### [GOAL]
Swap "Trace" for "Draw" throughout the listing below and write out every line again, leaving the pictures out and changing nothing else.

-- start RECORDS SHOWN --

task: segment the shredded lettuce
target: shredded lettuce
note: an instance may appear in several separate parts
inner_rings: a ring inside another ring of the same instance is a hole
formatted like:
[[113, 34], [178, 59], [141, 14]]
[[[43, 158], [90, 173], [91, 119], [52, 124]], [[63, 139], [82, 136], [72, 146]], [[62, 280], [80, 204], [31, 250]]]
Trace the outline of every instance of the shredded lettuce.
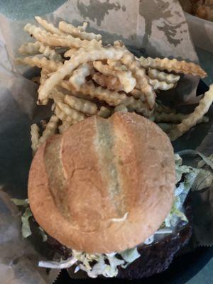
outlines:
[[16, 206], [28, 206], [29, 202], [28, 200], [19, 200], [18, 198], [11, 198], [11, 200], [16, 205]]
[[[126, 268], [140, 257], [137, 248], [127, 249], [119, 253], [86, 253], [72, 250], [72, 256], [67, 261], [40, 261], [38, 266], [49, 268], [68, 268], [76, 264], [75, 272], [85, 271], [92, 278], [102, 275], [107, 278], [117, 275], [118, 267]], [[95, 264], [92, 265], [92, 263]]]
[[126, 262], [129, 263], [133, 262], [136, 259], [141, 256], [136, 248], [126, 249], [126, 251], [121, 251], [119, 253], [119, 254], [122, 256]]
[[[187, 222], [184, 213], [183, 204], [190, 192], [201, 190], [208, 187], [213, 182], [213, 174], [211, 171], [202, 168], [205, 164], [213, 170], [213, 154], [207, 158], [203, 154], [195, 151], [184, 151], [180, 152], [181, 155], [199, 155], [202, 161], [198, 163], [197, 168], [192, 168], [182, 165], [182, 160], [180, 155], [175, 154], [176, 187], [175, 190], [175, 200], [170, 212], [165, 219], [160, 228], [144, 242], [150, 244], [154, 241], [155, 237], [160, 234], [171, 234], [180, 219]], [[21, 217], [22, 234], [24, 238], [31, 234], [28, 219], [32, 213], [28, 207], [28, 200], [13, 199], [18, 206], [24, 206], [25, 212]], [[123, 222], [126, 219], [128, 212], [121, 219], [114, 219], [114, 222]], [[43, 229], [39, 227], [43, 241], [47, 240], [47, 235]], [[87, 253], [75, 250], [72, 251], [72, 257], [60, 261], [40, 261], [38, 266], [50, 268], [68, 268], [75, 266], [75, 272], [80, 270], [85, 271], [88, 276], [95, 278], [99, 275], [107, 278], [115, 277], [119, 272], [119, 267], [126, 268], [130, 263], [141, 256], [137, 247], [126, 249], [124, 251], [113, 252], [111, 253]]]

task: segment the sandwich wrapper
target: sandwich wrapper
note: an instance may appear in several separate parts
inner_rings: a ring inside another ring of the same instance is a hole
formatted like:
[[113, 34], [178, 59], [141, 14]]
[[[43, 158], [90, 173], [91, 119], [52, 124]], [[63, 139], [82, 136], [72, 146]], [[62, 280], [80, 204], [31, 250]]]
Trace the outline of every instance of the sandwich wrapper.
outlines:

-- end RECORDS SHOWN --

### [REPLY]
task: segment the shredded lettuce
target: shredded lettuce
note: an instance may appear in several separate parts
inner_rings: a ring inside another ring of the same instance is a hole
formatted like:
[[113, 34], [178, 59], [141, 14]]
[[[43, 158], [90, 173], [91, 119], [52, 124]], [[63, 139], [82, 136], [72, 146]], [[62, 280], [80, 204], [31, 250]]]
Draw the outline of every instance of the shredded lettuce.
outlines:
[[16, 206], [28, 206], [29, 202], [28, 200], [19, 200], [18, 198], [11, 198], [11, 200], [16, 205]]
[[[126, 268], [140, 257], [137, 248], [127, 249], [119, 253], [86, 253], [72, 250], [72, 256], [67, 261], [40, 261], [38, 266], [49, 268], [68, 268], [76, 264], [75, 272], [85, 271], [92, 278], [102, 275], [107, 278], [117, 275], [118, 267]], [[95, 264], [92, 265], [92, 263]]]
[[126, 262], [129, 263], [133, 262], [136, 259], [141, 256], [136, 248], [126, 249], [126, 251], [121, 251], [119, 253], [119, 254], [122, 256]]
[[[187, 222], [184, 213], [183, 204], [190, 192], [201, 190], [208, 187], [213, 182], [213, 174], [211, 171], [202, 168], [205, 164], [213, 170], [213, 154], [207, 158], [203, 154], [195, 151], [184, 151], [180, 152], [181, 155], [199, 155], [202, 161], [198, 163], [197, 168], [192, 168], [182, 165], [182, 160], [180, 155], [175, 154], [176, 187], [175, 190], [175, 200], [170, 212], [165, 219], [160, 228], [144, 242], [150, 244], [154, 241], [155, 237], [160, 234], [171, 234], [180, 219]], [[21, 217], [22, 234], [24, 238], [31, 234], [28, 219], [32, 213], [28, 207], [28, 200], [13, 199], [18, 206], [24, 206], [25, 212]], [[123, 222], [126, 219], [128, 212], [121, 219], [114, 219], [114, 222]], [[43, 229], [39, 227], [43, 241], [47, 240], [47, 235]], [[87, 253], [75, 250], [72, 251], [72, 257], [60, 261], [40, 261], [38, 266], [50, 268], [68, 268], [75, 266], [75, 272], [80, 270], [85, 271], [88, 276], [95, 278], [99, 275], [107, 278], [115, 277], [119, 272], [119, 267], [126, 268], [130, 263], [141, 256], [137, 247], [126, 249], [124, 251], [113, 252], [111, 253]]]

task: segment the sandwich wrapper
target: sandwich wrapper
note: an instance may appear in several separate parts
inner_rings: a ring inside another ring of the same instance is a hole
formatted like:
[[113, 34], [178, 59], [141, 14]]
[[[43, 158], [90, 173], [91, 119], [52, 124]], [[63, 139], [82, 136], [72, 146]], [[62, 280], [80, 204], [31, 250]]]
Draw the outline of every instance of the sandwich wrapper.
outlines:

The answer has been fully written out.